**ZIEL DER AUFGABE**
Fassen Sie den Absatz des Auszugs über die Finanzkrise, der mit „In der Krise schlägt die Stunde der Politiker“ beginnt, als kurze Stichpunktliste zusammen. Die wesentlichen Fakten müssen erhalten bleiben.

In Krisen offenbart sich, dass der Kapitalismus mitnichten eine Marktwirtschaft ist.

Die Finanzkrise hat die Deutsche Bank erreicht. Dennoch besteht kein Grund zur Beunruhigung: »Mit den Ab­schrei­­bungen (von 2,3 Milliarden Euro im ersten Quartal 2008) kommt die Deutsche Bank im Vergleich zu anderen großen Banken noch relativ gut weg und braucht auch kein frisches Kapital zur Stützung.« So lautete eine Agenturnachricht. Eine »Stütze« für die Banken scheint derzeit eher die Regel als die Ausnahme zu sein.

In der Krise schlägt die Stunde der Politiker. Jahrelang von den Wirtschaftsbossen aufgefordert, sich bei Eingriffen in den Markt zurückzuhalten, sind Finanzminister Peer Steinbrück (SPD) und seine Kollegen aus den Ländern plötzlich gefragt wie lange nicht mehr. Sie sind es, die derzeit damit zu tun haben, die Verwerfungen der Finanz­welt zu beseitigen: Die Bundesländer übernehmen große Teile der Verluste der Landesbanken, der Bund springt mit einer Milliarde Euro zur Rettung der Mittelstandsförderungsbank IKB ein.

**BEREITGESTELLTES MATERIAL**
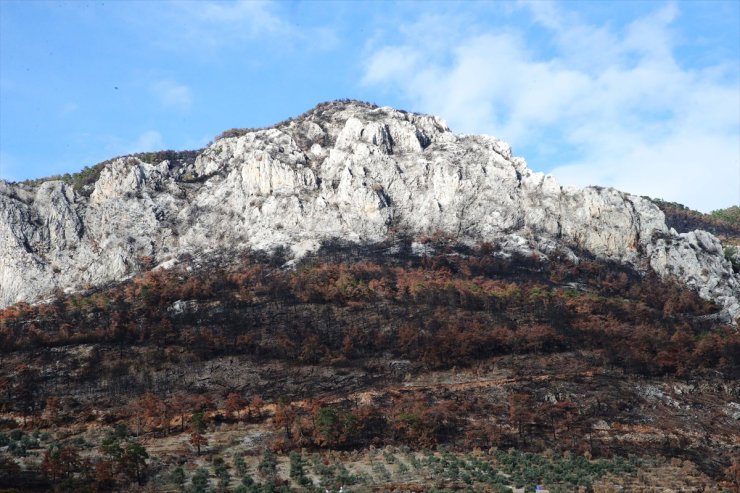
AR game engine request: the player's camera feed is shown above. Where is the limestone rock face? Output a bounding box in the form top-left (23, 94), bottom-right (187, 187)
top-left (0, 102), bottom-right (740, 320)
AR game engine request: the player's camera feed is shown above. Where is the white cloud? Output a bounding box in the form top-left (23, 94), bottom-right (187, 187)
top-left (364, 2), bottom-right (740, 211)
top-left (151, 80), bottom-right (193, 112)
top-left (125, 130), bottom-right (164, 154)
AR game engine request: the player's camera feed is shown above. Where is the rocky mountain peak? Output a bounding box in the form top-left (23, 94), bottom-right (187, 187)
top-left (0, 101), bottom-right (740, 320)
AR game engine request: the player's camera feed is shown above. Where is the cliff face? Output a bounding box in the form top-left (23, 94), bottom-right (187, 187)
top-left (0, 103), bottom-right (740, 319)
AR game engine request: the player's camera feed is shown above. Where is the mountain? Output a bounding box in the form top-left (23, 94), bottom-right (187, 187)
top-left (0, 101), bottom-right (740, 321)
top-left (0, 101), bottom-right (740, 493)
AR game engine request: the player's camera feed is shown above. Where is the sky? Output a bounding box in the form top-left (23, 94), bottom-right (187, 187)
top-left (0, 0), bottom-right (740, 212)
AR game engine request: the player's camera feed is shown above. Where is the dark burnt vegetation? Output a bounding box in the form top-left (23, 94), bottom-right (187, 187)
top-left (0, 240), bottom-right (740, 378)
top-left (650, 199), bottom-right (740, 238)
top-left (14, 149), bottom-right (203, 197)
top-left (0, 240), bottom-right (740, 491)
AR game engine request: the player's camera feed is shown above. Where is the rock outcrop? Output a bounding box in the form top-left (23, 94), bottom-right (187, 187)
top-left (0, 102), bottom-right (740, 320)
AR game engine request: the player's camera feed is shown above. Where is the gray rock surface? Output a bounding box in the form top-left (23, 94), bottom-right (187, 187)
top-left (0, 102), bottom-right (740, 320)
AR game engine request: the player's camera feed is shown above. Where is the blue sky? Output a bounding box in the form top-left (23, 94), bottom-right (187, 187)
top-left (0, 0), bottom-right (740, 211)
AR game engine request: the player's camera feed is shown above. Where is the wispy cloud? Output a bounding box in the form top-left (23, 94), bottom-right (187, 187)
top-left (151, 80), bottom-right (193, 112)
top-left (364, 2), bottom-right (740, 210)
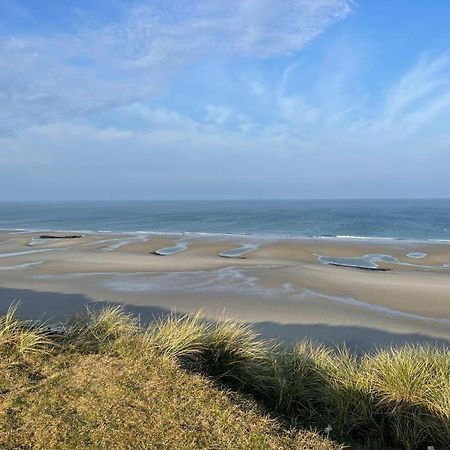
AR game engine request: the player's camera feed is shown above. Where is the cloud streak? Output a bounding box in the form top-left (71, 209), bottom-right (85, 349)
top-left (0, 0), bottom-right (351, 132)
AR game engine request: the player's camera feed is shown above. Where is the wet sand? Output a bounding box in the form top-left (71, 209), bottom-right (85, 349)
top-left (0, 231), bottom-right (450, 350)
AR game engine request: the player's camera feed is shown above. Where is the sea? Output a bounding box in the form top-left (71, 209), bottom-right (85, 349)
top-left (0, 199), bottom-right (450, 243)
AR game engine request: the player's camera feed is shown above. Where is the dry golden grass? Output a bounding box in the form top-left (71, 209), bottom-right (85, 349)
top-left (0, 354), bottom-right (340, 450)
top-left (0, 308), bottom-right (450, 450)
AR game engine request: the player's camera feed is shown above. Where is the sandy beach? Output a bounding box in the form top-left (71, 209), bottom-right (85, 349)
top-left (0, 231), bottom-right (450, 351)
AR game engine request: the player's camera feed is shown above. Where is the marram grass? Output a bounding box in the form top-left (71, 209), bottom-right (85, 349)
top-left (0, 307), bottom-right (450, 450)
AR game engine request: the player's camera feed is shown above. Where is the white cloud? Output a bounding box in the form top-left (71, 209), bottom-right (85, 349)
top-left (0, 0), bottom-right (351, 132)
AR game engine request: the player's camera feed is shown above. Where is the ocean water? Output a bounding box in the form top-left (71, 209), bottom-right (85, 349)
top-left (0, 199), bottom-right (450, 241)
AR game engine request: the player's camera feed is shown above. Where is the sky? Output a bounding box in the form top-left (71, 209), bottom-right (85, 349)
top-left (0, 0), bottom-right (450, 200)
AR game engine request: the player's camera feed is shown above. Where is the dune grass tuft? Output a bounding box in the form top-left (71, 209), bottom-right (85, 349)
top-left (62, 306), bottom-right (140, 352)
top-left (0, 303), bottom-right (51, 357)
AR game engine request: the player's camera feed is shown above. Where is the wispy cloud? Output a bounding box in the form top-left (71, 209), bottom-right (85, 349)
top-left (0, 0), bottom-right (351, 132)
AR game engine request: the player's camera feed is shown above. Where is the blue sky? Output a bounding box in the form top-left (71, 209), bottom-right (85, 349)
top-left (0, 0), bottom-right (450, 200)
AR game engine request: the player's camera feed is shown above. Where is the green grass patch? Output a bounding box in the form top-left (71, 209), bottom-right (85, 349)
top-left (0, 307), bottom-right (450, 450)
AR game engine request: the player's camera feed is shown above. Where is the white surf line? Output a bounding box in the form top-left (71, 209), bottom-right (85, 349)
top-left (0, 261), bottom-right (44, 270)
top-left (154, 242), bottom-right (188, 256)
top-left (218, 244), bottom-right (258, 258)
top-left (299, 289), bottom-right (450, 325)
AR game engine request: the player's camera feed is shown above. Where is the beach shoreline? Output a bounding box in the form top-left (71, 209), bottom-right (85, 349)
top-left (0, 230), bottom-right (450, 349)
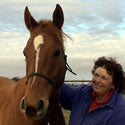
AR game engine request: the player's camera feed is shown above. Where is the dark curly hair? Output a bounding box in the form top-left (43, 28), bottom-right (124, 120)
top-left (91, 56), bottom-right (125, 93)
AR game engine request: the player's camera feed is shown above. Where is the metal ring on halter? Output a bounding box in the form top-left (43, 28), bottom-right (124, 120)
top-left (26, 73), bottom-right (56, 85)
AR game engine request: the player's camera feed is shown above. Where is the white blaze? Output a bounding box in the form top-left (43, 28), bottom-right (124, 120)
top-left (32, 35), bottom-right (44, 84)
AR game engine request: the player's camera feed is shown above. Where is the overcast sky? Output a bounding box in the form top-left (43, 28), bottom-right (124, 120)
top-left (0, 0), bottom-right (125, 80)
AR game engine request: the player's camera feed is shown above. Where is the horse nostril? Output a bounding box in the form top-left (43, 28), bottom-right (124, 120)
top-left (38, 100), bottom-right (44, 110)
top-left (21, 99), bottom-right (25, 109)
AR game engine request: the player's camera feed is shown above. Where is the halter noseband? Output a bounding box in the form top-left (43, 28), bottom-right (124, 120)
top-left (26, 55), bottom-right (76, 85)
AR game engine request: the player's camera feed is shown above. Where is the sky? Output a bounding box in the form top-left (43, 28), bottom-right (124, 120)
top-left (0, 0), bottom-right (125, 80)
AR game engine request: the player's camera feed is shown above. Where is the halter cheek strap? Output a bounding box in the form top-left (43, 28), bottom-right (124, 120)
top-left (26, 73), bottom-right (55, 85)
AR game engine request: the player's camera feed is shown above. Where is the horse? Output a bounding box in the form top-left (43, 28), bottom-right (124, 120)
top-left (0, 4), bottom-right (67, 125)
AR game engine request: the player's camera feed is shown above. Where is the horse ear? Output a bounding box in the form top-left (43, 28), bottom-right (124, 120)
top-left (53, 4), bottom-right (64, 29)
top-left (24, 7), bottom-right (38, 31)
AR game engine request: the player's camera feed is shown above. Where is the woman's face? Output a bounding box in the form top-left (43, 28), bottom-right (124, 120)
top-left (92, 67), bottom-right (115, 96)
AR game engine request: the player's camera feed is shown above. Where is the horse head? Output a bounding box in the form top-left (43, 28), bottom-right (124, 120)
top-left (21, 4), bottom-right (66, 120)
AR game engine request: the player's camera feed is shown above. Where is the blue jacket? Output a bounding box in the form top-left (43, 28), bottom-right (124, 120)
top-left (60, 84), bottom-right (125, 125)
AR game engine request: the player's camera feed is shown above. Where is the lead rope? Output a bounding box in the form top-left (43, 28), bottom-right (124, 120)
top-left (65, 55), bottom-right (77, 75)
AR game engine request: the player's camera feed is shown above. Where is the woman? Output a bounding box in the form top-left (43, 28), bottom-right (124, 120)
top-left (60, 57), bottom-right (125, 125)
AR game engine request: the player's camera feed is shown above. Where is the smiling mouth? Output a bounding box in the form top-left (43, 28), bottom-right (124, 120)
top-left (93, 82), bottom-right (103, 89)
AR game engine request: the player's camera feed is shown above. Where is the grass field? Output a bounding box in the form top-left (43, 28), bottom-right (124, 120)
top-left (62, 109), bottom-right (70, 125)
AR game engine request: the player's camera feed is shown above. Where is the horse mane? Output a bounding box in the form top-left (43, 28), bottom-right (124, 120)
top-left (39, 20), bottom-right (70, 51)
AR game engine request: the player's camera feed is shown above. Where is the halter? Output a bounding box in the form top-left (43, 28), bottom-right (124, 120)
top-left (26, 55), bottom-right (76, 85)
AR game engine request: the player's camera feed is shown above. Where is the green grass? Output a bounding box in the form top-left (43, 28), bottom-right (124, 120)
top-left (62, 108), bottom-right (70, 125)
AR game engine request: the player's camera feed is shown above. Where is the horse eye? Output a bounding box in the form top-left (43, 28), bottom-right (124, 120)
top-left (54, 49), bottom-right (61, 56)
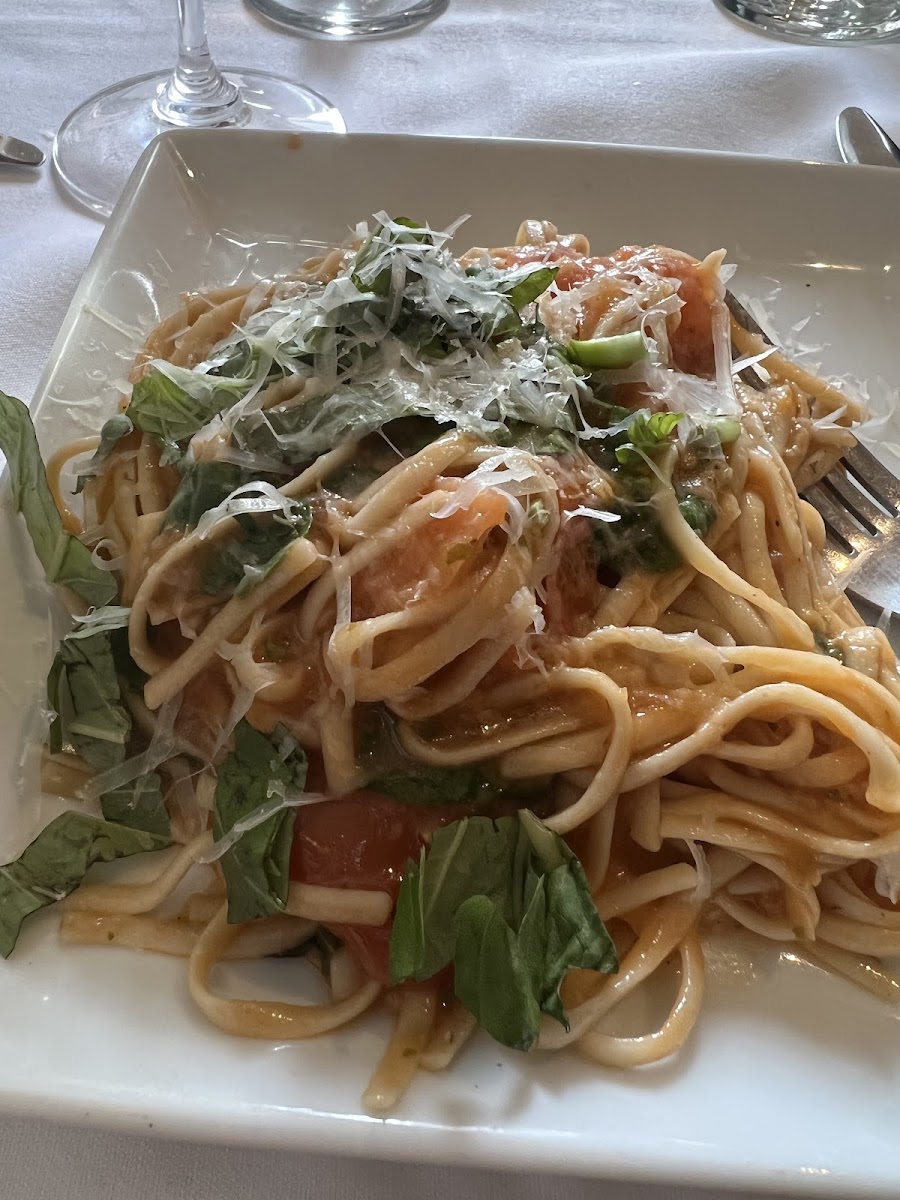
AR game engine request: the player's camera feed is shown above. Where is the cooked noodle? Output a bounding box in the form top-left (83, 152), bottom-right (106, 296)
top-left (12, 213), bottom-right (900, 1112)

**VOLLSTÄNDIGE ANTWORT**
- In der Krise ist die Politik gefragt.
- Die Wirtschaftsbosse hatten die Politik jahrelang zur Zurückhaltung bei Markteingriffen aufgefordert. Nun sind Finanzminister Peer Steinbrück (SPD) und seine Kollegen aus den Ländern so gefragt wie lange nicht mehr.
- Sie müssen die Verwerfungen der Finanzwelt beseitigen.
- Die Bundesländer übernehmen große Teile der Verluste der Landesbanken.
- Der Bund springt mit einer Milliarde Euro zur Rettung der Mittelstandsförderungsbank IKB ein.